#### Excerpt provided:
Spitzer Redux: N.Y.’s Insurance Chief Dinallo Strikes Familiar Chord

A hard-charging former prosecutor tries to set Wall Street right from his perch as a state official. His activist agenda brings populist praise, but also concerns he might overreach.
Eliot Spitzer as New York attorney general in 2002, right?
No, this time it’s state Insurance Superintendent Eric Dinallo, a top aide who helped Spitzer take on Wall Street years ago. Now that Spitzer is governor, Dinallo has been knee deep in attempts to stabilize the bond insurance market before the trouble spread. The efforts culminated with last week’s announcement of Ambac Financial Group Inc.’s sale of $1.5 billion in stock in a bid to safeguard its top-notch rating.

#### Required action 1:
From the article about New York Insurance Superintendent Eric Dinallo, translate this sentence into Spanish: "His activist agenda brings populist praise, but also concerns he might overreach."
#### Required action 2:
Extend the article about New York Insurance Superintendent Eric Dinallo, starting after its final sentence.

[Collected data entries]
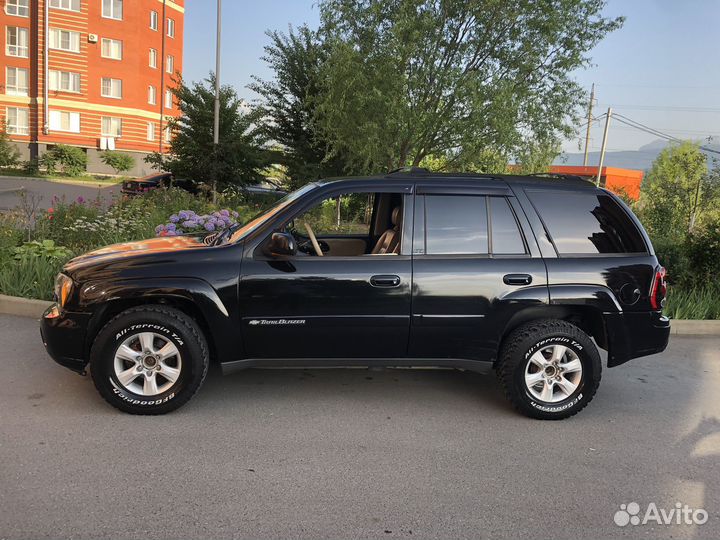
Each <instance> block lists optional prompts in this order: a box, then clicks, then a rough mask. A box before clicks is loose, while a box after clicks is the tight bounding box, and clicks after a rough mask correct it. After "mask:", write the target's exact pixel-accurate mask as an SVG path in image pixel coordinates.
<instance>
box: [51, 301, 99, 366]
mask: <svg viewBox="0 0 720 540" xmlns="http://www.w3.org/2000/svg"><path fill="white" fill-rule="evenodd" d="M89 322H90V314H89V313H73V312H69V311H65V310H63V309H61V308H60V307H58V305H57V304H53V305H51V306H50V307H49V308H48V309H46V310H45V313H43V316H42V319H40V336H41V337H42V340H43V344H44V345H45V349H46V350H47V352H48V354H49V355H50V357H51V358H52V359H53V360H55V361H56V362H57V363H58V364H60V365H61V366H65V367H66V368H69V369H72V370H73V371H77V372H82V371H83V370H84V369H85V366H86V365H87V363H88V358H87V348H86V347H85V338H86V335H87V325H88V323H89Z"/></svg>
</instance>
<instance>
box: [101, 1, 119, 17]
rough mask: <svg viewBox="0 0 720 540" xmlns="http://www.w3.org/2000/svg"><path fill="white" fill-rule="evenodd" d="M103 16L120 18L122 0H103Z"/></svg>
mask: <svg viewBox="0 0 720 540" xmlns="http://www.w3.org/2000/svg"><path fill="white" fill-rule="evenodd" d="M102 15H103V17H105V18H106V19H117V20H118V21H121V20H122V0H103V11H102Z"/></svg>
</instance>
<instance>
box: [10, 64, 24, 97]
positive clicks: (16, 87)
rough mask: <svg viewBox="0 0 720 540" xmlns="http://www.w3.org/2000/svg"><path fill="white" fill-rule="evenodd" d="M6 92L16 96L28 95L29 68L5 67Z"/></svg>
mask: <svg viewBox="0 0 720 540" xmlns="http://www.w3.org/2000/svg"><path fill="white" fill-rule="evenodd" d="M5 93H6V94H10V95H14V96H27V94H28V70H27V69H23V68H15V67H7V68H5Z"/></svg>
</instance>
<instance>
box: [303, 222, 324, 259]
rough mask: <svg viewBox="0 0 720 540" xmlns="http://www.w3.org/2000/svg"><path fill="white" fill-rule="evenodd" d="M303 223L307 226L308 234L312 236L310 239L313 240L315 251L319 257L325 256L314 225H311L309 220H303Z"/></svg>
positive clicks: (313, 245) (310, 235)
mask: <svg viewBox="0 0 720 540" xmlns="http://www.w3.org/2000/svg"><path fill="white" fill-rule="evenodd" d="M303 225H304V226H305V230H306V231H307V232H308V236H309V237H310V241H311V242H312V245H313V249H314V250H315V253H316V254H317V256H318V257H322V256H323V252H322V249H320V244H318V241H317V238H316V237H315V233H314V232H313V230H312V227H310V224H309V223H308V222H307V221H303Z"/></svg>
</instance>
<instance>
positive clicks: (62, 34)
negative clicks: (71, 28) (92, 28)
mask: <svg viewBox="0 0 720 540" xmlns="http://www.w3.org/2000/svg"><path fill="white" fill-rule="evenodd" d="M50 48H51V49H59V50H61V51H69V52H80V32H73V31H71V30H61V29H59V28H51V29H50Z"/></svg>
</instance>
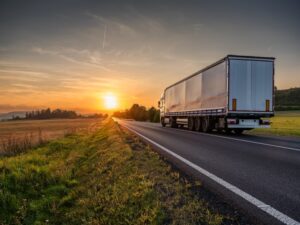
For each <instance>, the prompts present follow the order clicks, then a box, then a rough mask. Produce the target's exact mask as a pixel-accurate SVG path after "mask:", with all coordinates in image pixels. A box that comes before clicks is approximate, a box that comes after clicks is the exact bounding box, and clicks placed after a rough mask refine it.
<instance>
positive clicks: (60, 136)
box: [0, 119, 101, 155]
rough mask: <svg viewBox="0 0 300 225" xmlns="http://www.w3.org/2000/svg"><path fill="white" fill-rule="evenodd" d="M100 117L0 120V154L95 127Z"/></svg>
mask: <svg viewBox="0 0 300 225" xmlns="http://www.w3.org/2000/svg"><path fill="white" fill-rule="evenodd" d="M100 121H101V120H100V119H53V120H19V121H7V122H0V155H1V154H4V153H5V154H9V153H13V151H24V150H26V148H28V147H33V146H34V145H36V144H41V143H43V142H46V141H49V140H53V139H55V138H59V137H63V136H64V135H66V134H70V133H74V132H77V131H80V130H82V131H83V130H84V131H86V132H89V131H91V130H93V129H95V128H96V127H97V126H98V125H99V123H100Z"/></svg>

#### Exercise response 1:
Su agenda activista le vale elogios populistas, pero también genera inquietud de que pueda extralimitarse.

#### Exercise response 2:
He may or may not be the “the most important and powerful man in the insurance business” as CNBC’s “Mad Money” host and old Spitzer chum) Jim Cramer claimed, but Dinallo has shown a willingness to take on big projects, and to throw the occasional elbow.
He just might be the most Spitzer-like of Spitzer’s lieutenants.
“I don’t think you can accomplish significant matters without taking some prudent risks,” Dinallo said recently as he sat in his Albany office, a 17th-floor room that looks down on the state Capitol. “I just keep on saying to myself … pressure is a privilege.”
Dinallo, 44, is the son of a TV-writer-turned-novelist father whose credits include episodes of “Knight Rider” and “Quincy.” He left his job with the Manhattan district attorney’s office in 1999 to join the attorney general’s office in Spitzer’s first year on the job.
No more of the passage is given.